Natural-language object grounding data
***

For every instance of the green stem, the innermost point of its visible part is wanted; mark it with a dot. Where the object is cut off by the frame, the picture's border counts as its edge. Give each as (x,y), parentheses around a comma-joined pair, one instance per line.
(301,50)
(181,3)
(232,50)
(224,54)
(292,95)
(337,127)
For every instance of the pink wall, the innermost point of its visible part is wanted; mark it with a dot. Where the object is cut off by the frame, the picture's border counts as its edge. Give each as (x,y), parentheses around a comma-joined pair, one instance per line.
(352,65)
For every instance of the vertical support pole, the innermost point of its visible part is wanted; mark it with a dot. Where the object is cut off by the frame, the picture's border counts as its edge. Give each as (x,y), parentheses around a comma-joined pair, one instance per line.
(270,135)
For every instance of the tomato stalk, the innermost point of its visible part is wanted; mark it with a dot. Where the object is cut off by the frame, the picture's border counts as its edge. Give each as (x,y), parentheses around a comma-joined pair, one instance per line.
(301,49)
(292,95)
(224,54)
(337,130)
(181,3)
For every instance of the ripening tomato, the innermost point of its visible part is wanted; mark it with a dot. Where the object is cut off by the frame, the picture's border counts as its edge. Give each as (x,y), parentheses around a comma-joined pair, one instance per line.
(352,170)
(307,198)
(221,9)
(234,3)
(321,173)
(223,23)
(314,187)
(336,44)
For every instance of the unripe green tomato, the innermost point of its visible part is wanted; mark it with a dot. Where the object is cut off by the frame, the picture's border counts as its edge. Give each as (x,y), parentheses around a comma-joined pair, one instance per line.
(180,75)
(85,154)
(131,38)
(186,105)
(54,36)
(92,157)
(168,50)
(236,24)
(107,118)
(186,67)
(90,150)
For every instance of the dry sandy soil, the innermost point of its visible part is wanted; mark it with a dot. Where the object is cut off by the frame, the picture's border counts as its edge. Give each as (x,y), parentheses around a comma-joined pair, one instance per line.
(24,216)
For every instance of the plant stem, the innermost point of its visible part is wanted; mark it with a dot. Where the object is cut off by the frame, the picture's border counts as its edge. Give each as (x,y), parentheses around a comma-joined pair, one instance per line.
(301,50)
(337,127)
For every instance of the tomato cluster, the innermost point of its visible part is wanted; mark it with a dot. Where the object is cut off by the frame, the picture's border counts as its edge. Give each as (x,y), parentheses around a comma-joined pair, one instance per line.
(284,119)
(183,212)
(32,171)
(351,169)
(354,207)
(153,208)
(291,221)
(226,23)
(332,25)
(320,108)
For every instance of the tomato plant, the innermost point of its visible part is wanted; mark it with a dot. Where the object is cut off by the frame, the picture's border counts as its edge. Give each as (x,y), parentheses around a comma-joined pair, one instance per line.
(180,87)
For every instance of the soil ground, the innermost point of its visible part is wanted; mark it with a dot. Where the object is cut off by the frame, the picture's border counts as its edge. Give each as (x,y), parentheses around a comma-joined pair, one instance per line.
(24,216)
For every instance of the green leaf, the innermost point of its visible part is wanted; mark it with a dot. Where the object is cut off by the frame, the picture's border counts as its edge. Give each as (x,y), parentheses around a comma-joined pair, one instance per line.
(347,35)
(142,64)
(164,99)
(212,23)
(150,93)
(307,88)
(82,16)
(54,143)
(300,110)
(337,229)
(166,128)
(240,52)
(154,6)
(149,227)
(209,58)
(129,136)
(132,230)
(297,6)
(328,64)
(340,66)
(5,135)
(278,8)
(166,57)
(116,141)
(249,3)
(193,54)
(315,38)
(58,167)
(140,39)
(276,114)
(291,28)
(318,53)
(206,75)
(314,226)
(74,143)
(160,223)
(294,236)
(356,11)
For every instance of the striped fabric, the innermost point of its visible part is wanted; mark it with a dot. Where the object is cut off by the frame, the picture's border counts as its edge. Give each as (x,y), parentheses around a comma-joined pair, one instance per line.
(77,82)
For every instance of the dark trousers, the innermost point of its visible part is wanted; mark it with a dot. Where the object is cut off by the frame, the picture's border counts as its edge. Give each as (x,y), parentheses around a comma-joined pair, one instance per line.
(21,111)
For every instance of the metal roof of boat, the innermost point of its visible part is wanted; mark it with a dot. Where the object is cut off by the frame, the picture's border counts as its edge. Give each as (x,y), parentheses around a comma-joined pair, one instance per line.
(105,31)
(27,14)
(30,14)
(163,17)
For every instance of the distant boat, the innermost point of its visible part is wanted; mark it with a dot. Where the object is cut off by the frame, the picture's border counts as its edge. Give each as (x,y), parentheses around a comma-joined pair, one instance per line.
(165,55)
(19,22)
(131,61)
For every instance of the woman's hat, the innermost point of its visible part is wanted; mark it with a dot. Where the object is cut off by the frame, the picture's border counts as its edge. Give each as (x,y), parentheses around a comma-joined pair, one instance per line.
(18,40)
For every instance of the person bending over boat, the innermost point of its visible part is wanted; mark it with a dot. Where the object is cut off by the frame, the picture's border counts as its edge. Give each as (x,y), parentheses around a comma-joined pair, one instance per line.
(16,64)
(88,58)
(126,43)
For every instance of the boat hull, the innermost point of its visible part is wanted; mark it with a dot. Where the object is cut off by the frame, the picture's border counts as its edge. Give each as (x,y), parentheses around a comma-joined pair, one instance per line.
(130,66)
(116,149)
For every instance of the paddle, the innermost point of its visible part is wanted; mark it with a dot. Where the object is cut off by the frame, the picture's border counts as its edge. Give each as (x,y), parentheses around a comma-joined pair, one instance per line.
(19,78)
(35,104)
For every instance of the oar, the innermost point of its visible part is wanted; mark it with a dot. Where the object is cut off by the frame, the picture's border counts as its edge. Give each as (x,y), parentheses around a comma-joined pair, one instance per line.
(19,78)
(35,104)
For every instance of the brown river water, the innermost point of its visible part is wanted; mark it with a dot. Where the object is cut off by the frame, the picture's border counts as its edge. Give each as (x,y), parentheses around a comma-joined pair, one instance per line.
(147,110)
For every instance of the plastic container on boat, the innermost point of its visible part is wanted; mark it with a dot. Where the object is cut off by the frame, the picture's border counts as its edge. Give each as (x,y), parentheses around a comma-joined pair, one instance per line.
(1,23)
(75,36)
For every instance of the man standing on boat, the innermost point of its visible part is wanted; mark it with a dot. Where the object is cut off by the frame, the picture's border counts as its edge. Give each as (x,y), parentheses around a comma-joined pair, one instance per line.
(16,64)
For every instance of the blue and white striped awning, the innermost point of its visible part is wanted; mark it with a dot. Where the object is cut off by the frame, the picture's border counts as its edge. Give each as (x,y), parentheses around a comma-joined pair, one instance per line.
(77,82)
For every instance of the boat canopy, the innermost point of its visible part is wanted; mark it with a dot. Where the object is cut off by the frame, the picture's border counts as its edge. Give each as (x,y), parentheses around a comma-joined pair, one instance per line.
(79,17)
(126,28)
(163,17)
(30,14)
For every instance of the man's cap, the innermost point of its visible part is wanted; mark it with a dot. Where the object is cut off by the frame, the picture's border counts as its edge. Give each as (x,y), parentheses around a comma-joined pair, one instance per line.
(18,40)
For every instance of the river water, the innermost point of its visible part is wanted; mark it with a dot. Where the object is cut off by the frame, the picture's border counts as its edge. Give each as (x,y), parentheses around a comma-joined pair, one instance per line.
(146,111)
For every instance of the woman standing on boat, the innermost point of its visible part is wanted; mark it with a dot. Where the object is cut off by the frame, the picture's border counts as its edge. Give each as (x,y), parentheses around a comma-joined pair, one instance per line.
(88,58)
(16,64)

***

Every entry above needs to be written out again exactly.

» **Response**:
For every instance of the green stem, the innermost point of its visible part is wanted; mark it with a dot. Where the object is cut off by the frame, the picture's border counts as its edge. Give each as (x,y), parentheses around a comma-joined pair, one instance per line.
(301,50)
(181,3)
(232,50)
(224,54)
(292,95)
(337,127)
For every instance of the pink wall, the innermost point of its visible part is wanted; mark it with a dot. Where the object is cut off by the frame, the picture's border counts as its edge. Give each as (x,y), parentheses around a comma-joined pair, one instance per line.
(352,65)
For every instance of the vertical support pole, the innermost point of its visible part is wanted; mark it with a dot. Where the object is cut off by the frame, the picture's border counts as its edge. Give each as (x,y), parentheses around a comma-joined pair, one instance per line.
(270,135)
For every instance of the tomato stalk, the innermost point of its visible part is wanted; mark it with a dot. Where the object is cut off by the frame, the picture's border counts as its edge. Give each as (x,y), parentheses around a comma-joined pair, one instance per line.
(301,49)
(292,95)
(224,54)
(337,130)
(181,3)
For every instance of the ripening tomato, the innermost point of its visible part is wanted; mark it with a dot. Where the object is cut off by the frame, the picture's border counts as its edge. Give each as (x,y), parentheses around a comma-joined pair, one instance per line.
(352,170)
(307,198)
(221,9)
(234,3)
(321,173)
(223,23)
(314,187)
(336,44)
For every instance of the unripe green tomato, the innermost point of its visible part is wanted; mark it with a dot. Where the object is cut off by the frame, the picture's border counts as its edge. Give each as (x,y), parentheses around a comma-joined pair, one instance per line.
(180,75)
(85,154)
(131,38)
(186,105)
(54,36)
(92,157)
(168,50)
(236,24)
(107,118)
(186,67)
(90,150)
For every instance of the dry sandy soil, the innermost point of its visible part is wanted; mark it with a dot. Where the object is cut off by the frame, the picture's border counts as its edge. Give each as (x,y), parentheses around a comma-joined pair, one instance per line.
(24,216)
For every instance of the plant stem, the innermost point of its visible part is wanted; mark it with a dot. Where the object is cut off by the frame, the picture's border counts as its edge. Give each as (x,y), parentheses around a comma-joined pair, one instance per line.
(301,50)
(337,127)
For every instance of the tomato cluster, the innermost point of its visible part is wanted; mark it with a dot. Where the object is cut off by the frame, the picture's border counts as its edge. Give each as (x,y), parentheses around a comma-joined pair, one instance per line.
(284,119)
(183,212)
(32,171)
(351,169)
(354,207)
(153,208)
(291,221)
(226,23)
(332,25)
(320,108)
For every instance of the tomato plant, the innermost point of its visible part is wanted; mark it with a dot. Where the object is cut off by the frame, the picture's border counts as its edge. Give each as (x,y), parentheses around a comma-joined pair, one instance per line.
(180,87)
For every instance of the soil ground, the innermost point of its visible part is wanted; mark it with a dot. Where the object is cut off by the frame, the picture's border counts as its edge. Give each as (x,y), parentheses around a comma-joined pair, one instance per line.
(24,216)
For every instance of the green leaf, the innermost point of its visible part is wanted; mark it with a dot. Where the object is cut off by the frame, the picture's border counts as its edge. Give each as (x,y), parentheses around a comma-joined pair, one instance per line.
(347,35)
(142,64)
(164,99)
(212,23)
(150,93)
(307,88)
(82,16)
(54,143)
(300,110)
(337,229)
(166,128)
(240,52)
(154,6)
(149,227)
(209,58)
(129,136)
(132,230)
(297,6)
(328,64)
(340,66)
(5,135)
(278,8)
(166,57)
(116,141)
(249,3)
(193,54)
(315,38)
(58,167)
(140,39)
(276,114)
(291,28)
(318,53)
(206,75)
(314,226)
(74,143)
(160,223)
(294,236)
(356,11)
For every instance of the striped fabric, the innermost point of its visible part is wanted; mark it with a dot. Where the object is cut off by the frame, the picture's border counts as its edge. Give each as (x,y), parentheses around a comma-joined pair, one instance per line.
(77,82)
For every instance of the dark trousers, the innermost point of its visible part is wanted; mark it with a dot. Where the object is cut off by the frame, the picture's border counts as its edge. Give each as (x,y), parentheses around a comma-joined pair, one instance per line.
(21,111)
For every instance of the metal roof of boat, the innermost point of its visible part is wanted; mark it with a dot. Where the object is cut off by the frame, the picture's border counts as its edge. Give each as (x,y), parentheses around a comma-joined pair, one instance per line.
(105,31)
(27,14)
(30,14)
(163,17)
For every instance of the distant boat, the innermost point of its visible part is wanted; mark it with a dot. Where the object is cut off by the frame, the picture's border counts as its edge. Give each as (x,y), parentheses around a comma-joined pair, one instance per line.
(165,55)
(19,22)
(131,61)
For every instance of the woman's hat, the innermost point of its visible part is wanted; mark it with a dot. Where the object is cut off by the frame, the picture's border counts as its edge. Give each as (x,y), parentheses around a comma-joined pair, one instance per line.
(18,40)
For every instance of the person bending over boat, the innermost point of its visible part is wanted; mark it with a dot. Where the object is cut off by the frame, the picture's border counts as its edge. Give each as (x,y), parentheses around a comma-joined pair, one instance per line.
(16,64)
(88,58)
(126,43)
For every instance of the boat hull, the innermost point of its visible part is wanted; mark it with a dot. Where the object is cut off by the frame, the picture's border counts as its edge. Give each as (x,y), parentheses around a comma-joined pair, one instance per line.
(130,66)
(116,149)
For every instance of the paddle, the innermost point of its visible part is wanted; mark it with a dot. Where the object is cut off by the frame, the picture's border counts as its edge. Give each as (x,y), parentheses around a comma-joined pair, one instance per line.
(19,78)
(35,104)
For every instance of the oar, the innermost point of its visible part is wanted; mark it with a dot. Where the object is cut off by the frame, the picture's border counts as its edge. Give each as (x,y), parentheses around a comma-joined pair, one instance per line.
(19,78)
(35,104)
For every instance of the brown river water, the innermost point of its visible part is wanted; mark it with a dot. Where the object is cut off by the frame, the picture's border counts as its edge. Give each as (x,y), parentheses around a comma-joined pair, one instance per line.
(147,110)
For every instance of the plastic container on boat, the innermost point of its visible part is wanted; mark it with a dot. Where the object is cut off by the frame, the picture's border counts as its edge. Give each as (x,y), parentheses around a comma-joined pair, one instance per line.
(1,23)
(75,36)
For every instance of the man standing on boat, the innermost point of its visible part is wanted; mark it with a dot. Where the object is cut off by the frame, the picture's border counts as its edge. Give each as (x,y), parentheses around a comma-joined pair, one instance per line.
(16,64)
For every instance of the blue and white striped awning, the innermost point of its visible part is wanted; mark it with a dot. Where the object is cut off by the frame, the picture's border counts as its edge. Give each as (x,y), parentheses around a comma-joined pair, one instance per line.
(77,82)
For every instance of the boat canopy, the innermost point of its visible part is wanted; mark it with a dot. Where the object is cut off by the frame, the picture's border counts as its edge. Give each as (x,y), parentheses around a comma-joined pair, one instance per line.
(79,17)
(126,28)
(163,17)
(30,14)
For every instance of the man's cap, the innermost point of its visible part is wanted; mark it with a dot. Where the object is cut off by the frame, the picture's border counts as its edge. Give each as (x,y), parentheses around a comma-joined pair, one instance per line.
(18,40)
For every instance of the river water, the innermost point of its visible part is wanted; mark it with a dot. Where the object is cut off by the frame, the picture's border counts as its edge. Give each as (x,y), parentheses around a comma-joined pair, one instance per line.
(146,111)
For every instance of the woman standing on boat, the innermost point of its visible part is wanted; mark it with a dot. Where the object is cut off by the frame, the picture's border counts as its edge. Give each as (x,y), parentheses around a comma-joined pair, one instance per line.
(88,58)
(16,64)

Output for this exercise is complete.